§ **Exercise details**
Exactly reproduce the lines beginning with the line that includes "the puddle, which" and ending with the last line of the data.
##############################
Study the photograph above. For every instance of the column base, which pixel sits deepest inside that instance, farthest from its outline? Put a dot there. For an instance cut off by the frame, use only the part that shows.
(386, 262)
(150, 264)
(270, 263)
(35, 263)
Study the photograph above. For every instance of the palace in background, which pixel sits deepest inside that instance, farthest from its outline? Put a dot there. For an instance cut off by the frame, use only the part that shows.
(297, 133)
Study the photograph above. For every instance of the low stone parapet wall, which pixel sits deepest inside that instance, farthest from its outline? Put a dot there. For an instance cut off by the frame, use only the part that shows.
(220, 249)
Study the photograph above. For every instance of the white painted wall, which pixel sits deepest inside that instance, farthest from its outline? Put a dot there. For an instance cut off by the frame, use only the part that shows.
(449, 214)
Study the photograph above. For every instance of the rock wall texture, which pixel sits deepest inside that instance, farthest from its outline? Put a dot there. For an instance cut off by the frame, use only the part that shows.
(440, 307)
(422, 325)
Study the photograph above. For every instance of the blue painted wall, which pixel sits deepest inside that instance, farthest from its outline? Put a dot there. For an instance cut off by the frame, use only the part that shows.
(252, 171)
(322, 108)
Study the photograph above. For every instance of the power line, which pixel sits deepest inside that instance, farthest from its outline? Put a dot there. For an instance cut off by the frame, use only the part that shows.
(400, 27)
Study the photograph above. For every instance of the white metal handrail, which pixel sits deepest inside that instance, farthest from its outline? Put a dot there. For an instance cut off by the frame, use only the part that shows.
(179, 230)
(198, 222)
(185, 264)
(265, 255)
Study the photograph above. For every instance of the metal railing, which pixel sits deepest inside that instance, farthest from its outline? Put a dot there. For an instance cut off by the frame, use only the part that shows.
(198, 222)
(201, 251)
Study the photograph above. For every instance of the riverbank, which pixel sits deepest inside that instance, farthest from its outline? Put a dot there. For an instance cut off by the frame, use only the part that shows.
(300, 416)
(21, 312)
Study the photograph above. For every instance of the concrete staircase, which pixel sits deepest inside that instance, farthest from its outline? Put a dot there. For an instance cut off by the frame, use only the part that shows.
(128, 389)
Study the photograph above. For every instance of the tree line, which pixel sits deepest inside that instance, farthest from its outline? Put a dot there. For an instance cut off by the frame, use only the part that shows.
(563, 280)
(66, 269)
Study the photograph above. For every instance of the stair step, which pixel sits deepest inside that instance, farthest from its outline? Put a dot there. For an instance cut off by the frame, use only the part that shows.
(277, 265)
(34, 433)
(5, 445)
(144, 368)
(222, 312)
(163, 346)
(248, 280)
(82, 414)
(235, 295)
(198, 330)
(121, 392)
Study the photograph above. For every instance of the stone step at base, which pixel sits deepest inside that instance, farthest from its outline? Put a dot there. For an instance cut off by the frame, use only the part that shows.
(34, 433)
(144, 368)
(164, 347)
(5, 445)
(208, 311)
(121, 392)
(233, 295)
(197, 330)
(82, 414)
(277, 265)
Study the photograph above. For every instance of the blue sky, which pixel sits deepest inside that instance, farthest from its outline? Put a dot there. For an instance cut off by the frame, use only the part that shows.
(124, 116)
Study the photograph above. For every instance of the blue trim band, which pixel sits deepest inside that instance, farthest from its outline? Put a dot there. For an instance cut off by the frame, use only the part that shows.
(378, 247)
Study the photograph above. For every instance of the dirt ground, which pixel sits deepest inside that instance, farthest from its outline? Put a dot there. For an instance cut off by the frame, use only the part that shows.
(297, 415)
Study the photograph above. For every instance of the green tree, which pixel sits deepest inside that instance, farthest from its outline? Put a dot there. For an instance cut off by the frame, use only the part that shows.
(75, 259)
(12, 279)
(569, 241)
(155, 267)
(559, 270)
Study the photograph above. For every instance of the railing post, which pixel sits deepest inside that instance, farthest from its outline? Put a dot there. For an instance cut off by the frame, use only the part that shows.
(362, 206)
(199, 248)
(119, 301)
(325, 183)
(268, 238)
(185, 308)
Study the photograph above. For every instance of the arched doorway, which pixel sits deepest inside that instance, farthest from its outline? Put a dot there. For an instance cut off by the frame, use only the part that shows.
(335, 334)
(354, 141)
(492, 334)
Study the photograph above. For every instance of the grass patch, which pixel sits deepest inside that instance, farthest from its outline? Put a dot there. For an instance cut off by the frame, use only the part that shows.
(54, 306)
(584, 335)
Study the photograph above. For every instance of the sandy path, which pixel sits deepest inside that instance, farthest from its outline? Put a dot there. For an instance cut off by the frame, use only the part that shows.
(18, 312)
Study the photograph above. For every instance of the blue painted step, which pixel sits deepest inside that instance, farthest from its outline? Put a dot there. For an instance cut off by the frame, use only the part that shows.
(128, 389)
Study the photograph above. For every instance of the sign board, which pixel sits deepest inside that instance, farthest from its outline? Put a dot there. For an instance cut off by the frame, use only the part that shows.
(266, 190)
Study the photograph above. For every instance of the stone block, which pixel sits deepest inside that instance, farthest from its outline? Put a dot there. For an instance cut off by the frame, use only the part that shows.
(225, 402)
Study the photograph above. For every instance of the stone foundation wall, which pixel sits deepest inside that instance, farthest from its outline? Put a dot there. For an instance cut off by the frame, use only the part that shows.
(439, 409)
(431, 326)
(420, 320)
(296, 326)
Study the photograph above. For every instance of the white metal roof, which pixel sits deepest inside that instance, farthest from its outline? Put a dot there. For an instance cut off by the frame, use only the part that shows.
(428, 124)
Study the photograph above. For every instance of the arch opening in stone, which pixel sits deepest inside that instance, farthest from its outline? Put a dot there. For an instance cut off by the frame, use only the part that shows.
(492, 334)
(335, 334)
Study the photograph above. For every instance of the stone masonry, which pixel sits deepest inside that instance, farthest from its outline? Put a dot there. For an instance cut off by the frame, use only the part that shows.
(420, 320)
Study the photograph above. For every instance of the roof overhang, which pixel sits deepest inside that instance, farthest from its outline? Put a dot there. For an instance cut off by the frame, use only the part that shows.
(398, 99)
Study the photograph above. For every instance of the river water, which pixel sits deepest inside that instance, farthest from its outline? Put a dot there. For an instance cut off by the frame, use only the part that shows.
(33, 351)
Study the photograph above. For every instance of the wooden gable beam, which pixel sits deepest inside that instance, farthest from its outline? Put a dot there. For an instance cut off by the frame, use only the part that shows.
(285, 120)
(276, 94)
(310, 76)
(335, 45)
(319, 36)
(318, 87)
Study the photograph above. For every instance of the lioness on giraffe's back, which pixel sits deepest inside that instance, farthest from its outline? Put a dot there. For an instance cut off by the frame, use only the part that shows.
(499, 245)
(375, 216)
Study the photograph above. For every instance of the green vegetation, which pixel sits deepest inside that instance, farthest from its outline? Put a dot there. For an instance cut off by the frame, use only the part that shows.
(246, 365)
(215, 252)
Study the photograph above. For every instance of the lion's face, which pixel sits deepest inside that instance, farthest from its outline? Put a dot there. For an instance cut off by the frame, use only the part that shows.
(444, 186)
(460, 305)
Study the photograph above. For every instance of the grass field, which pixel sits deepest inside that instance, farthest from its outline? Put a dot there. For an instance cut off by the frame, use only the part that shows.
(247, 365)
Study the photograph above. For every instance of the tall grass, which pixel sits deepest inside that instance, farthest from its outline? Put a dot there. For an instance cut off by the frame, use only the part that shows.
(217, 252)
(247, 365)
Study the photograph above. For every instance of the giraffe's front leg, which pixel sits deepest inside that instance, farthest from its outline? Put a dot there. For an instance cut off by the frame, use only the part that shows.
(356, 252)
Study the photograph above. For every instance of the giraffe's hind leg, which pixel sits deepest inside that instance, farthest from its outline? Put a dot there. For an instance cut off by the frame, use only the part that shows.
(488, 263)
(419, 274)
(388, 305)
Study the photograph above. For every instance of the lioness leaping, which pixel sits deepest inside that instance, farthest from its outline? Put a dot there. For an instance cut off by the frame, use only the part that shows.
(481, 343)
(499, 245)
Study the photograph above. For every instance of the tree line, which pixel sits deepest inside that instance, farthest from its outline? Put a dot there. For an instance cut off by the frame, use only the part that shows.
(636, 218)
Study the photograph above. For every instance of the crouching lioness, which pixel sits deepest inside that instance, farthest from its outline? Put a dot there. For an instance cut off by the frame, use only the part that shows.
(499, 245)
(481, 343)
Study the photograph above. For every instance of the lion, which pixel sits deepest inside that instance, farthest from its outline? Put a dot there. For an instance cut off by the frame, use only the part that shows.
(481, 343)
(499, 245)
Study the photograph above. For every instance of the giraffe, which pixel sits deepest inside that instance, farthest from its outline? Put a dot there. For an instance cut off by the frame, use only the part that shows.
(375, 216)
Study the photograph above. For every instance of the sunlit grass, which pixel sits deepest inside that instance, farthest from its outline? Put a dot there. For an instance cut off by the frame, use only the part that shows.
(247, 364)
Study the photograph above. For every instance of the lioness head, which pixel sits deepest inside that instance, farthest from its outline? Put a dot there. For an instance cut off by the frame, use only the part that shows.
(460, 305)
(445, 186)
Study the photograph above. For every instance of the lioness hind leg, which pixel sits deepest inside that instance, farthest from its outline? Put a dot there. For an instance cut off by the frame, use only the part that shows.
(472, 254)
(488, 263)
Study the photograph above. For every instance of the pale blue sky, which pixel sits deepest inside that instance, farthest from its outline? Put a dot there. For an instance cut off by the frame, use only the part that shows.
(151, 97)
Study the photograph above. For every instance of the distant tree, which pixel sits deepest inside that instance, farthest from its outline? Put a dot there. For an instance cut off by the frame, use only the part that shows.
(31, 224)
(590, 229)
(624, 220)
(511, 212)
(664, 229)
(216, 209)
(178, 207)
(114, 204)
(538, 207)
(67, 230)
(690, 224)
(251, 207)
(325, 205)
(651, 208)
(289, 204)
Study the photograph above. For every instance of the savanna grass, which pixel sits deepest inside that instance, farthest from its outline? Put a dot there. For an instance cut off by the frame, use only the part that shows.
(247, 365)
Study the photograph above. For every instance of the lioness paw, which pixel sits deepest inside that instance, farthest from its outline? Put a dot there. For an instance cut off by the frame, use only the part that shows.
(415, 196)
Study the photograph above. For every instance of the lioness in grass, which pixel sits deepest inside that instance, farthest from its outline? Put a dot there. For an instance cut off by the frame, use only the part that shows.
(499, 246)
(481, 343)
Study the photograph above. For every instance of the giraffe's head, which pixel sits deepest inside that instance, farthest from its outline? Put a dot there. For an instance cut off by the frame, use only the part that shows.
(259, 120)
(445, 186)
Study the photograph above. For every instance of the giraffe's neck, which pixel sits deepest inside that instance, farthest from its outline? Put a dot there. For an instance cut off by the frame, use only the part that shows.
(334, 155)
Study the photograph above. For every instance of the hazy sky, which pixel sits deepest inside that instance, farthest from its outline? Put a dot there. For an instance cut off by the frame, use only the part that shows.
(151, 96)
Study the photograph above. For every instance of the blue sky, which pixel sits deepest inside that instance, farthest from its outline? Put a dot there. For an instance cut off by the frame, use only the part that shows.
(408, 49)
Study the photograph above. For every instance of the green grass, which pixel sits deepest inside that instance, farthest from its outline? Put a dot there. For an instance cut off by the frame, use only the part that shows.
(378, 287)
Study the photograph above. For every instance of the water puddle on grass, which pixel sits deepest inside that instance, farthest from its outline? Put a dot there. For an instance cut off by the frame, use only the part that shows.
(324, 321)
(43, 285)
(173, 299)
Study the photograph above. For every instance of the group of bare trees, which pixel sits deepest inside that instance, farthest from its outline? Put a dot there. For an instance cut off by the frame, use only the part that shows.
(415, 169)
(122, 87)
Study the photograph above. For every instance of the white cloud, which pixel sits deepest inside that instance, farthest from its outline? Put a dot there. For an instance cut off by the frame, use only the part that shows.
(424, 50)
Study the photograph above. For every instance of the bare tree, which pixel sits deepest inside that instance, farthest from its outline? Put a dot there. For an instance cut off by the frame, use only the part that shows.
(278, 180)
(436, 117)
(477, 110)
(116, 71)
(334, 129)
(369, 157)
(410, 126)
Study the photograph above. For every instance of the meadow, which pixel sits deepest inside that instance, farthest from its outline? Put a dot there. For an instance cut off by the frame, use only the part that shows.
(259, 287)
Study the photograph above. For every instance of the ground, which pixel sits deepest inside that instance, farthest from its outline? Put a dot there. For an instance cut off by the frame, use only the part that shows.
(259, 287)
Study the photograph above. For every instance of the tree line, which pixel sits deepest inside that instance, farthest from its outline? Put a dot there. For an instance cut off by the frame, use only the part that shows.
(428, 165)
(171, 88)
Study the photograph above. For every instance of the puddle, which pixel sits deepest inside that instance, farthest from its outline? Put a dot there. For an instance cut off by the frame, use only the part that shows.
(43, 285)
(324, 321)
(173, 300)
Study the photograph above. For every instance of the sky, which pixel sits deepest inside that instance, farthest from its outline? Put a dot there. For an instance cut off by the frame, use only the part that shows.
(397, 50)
##############################
§ **Final result**
Study the photograph above. For every instance of the puddle, which pixel sits deepest inside that instance, farthest from its outline? Put a dot there. For an instance cut off by the frame, use only the part that shows.
(43, 285)
(324, 321)
(173, 300)
Study the photograph above. For every instance of the sky, which pixel sits deepest inside that instance, farthest from its outline? Put a dot there. For an instance cut off by the frame, use only the part that shows.
(397, 50)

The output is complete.